*Exercice A*: Affichez chaque ligne des entrées qui contient la chaîne « green », en tenant compte de la casse.

France | France, Conseil d'État, 10ème / 9ème ssr, 30 décembre 2014, 371502


Vu le pourvoi sommaire et le mémoire complémentaire, enregistrés les 21 août et 21 novembre 2013 au secrétariat du contentieux du Conseil d'Etat, présentés pour M. A...B..., demeurant ...; M. B... demande au Conseil d'Etat :

1°) d'annuler la décision n° 08007368 du 13 mai 2013 par laquelle la Cour nationale du droit d'asile a rejeté sa demande tendant à l'annulation de la décision du 2 avril 2008 du directeur général de l'Office français de protection des réfugiés et apatrides rejetant sa demande d'asile et refusant de lui reconnaître la qualité de réfugié ou, à

défaut, de lui accorder le bénéfice de la protection subsidiaire ;

2°) rég...

*Exercice B*: Traduisez en anglais cette phrase de la décision du Conseil d'État : « M. B... demande au Conseil d'Etat : ».

*Données de l'exercice*:
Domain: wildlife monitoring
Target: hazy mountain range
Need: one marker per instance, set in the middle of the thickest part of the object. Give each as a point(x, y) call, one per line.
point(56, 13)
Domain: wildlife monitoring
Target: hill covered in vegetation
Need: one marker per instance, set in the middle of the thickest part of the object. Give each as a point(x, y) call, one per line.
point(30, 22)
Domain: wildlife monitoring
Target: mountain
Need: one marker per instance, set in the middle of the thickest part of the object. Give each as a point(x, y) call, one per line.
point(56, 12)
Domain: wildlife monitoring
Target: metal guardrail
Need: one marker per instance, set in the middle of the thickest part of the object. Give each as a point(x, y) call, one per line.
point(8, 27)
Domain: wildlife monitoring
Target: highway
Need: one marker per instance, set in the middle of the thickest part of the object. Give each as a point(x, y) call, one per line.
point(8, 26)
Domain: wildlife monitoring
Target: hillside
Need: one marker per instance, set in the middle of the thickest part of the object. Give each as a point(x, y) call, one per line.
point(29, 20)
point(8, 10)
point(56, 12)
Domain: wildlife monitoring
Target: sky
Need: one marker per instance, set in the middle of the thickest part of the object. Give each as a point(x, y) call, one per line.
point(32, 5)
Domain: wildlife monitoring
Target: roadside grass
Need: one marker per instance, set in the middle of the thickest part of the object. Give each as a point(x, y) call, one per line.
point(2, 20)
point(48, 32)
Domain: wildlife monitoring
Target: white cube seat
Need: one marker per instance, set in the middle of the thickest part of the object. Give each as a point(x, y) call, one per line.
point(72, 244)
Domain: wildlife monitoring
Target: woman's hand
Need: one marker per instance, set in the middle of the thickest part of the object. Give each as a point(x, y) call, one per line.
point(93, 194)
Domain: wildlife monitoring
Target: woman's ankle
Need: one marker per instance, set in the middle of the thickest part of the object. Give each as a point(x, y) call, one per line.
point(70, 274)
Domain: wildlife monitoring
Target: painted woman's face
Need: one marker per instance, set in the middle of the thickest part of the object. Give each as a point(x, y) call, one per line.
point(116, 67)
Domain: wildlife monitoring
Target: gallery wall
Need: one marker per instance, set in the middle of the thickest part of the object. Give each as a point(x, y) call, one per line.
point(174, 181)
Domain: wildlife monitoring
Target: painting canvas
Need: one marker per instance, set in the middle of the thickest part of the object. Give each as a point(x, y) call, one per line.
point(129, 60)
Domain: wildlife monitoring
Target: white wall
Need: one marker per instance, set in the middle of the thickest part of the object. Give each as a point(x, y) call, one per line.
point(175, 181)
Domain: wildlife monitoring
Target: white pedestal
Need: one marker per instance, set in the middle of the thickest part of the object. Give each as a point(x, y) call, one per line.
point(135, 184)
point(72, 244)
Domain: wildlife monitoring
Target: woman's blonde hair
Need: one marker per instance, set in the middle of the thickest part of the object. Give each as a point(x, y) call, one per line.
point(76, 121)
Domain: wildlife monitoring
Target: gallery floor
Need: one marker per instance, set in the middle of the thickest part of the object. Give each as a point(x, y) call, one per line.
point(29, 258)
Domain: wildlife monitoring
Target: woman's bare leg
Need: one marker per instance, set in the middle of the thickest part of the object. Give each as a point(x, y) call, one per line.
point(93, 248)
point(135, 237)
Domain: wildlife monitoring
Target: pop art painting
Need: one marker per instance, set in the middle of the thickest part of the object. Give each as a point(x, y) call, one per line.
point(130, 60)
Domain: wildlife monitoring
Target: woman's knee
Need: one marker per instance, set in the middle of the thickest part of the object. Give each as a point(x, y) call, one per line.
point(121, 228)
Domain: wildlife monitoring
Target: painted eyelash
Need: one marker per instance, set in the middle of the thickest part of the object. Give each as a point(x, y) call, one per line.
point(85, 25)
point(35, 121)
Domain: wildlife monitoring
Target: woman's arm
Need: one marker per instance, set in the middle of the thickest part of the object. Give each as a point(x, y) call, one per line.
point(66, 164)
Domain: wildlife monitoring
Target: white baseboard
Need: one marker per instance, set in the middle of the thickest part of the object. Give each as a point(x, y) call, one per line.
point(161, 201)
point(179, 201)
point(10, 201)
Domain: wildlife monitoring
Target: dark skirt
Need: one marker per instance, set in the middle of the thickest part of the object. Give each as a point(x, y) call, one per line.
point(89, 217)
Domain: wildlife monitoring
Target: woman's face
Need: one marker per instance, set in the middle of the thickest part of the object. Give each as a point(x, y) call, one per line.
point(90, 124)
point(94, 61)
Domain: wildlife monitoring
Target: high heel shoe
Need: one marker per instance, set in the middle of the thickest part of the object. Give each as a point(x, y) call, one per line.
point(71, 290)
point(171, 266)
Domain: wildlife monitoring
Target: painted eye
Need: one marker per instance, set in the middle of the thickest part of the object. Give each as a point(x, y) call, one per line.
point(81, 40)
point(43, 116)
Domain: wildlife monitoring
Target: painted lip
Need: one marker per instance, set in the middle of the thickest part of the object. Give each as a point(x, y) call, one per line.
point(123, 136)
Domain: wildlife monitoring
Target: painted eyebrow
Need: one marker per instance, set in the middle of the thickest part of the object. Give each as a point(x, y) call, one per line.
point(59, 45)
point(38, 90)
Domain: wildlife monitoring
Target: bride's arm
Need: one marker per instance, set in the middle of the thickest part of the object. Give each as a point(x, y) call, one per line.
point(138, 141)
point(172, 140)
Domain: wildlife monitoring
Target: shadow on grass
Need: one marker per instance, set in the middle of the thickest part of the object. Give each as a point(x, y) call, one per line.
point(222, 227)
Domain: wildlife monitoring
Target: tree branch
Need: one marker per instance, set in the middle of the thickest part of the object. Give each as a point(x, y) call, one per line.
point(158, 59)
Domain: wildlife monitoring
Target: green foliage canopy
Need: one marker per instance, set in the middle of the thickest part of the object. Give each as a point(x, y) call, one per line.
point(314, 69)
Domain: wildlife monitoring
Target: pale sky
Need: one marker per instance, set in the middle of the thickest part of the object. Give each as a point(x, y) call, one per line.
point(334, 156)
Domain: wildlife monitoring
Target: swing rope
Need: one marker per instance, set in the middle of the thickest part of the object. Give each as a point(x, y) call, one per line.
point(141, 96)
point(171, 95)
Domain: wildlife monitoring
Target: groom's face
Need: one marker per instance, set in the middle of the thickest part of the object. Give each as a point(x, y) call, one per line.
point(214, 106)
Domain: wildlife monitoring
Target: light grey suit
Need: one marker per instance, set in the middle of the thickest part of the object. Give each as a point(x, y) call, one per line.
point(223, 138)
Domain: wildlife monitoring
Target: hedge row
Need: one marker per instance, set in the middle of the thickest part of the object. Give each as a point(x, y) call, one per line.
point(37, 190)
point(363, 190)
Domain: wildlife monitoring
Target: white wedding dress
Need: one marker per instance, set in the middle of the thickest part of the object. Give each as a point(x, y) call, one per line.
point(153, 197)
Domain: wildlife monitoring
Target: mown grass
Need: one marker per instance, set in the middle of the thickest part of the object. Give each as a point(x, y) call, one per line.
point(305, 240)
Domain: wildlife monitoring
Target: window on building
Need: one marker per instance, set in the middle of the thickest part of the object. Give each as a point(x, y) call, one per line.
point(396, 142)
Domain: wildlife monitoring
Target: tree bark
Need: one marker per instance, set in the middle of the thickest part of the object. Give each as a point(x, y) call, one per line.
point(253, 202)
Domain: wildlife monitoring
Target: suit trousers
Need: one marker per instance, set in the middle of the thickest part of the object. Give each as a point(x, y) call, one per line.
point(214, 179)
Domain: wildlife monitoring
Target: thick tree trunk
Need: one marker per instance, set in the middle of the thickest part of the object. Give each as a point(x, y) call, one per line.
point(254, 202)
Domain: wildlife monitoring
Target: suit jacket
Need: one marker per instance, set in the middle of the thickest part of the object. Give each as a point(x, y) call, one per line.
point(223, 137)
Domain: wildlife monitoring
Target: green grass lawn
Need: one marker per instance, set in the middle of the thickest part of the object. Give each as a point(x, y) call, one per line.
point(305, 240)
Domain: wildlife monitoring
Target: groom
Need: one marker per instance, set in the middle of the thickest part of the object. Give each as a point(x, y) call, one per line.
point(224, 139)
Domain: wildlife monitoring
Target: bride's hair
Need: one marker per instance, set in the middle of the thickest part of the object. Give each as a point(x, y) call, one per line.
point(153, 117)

*Résultat attendu A*:
Target: green foliage canopy
Target: green grass lawn

*Résultat attendu B*: Mr. B... asks the Conseil d'Etat: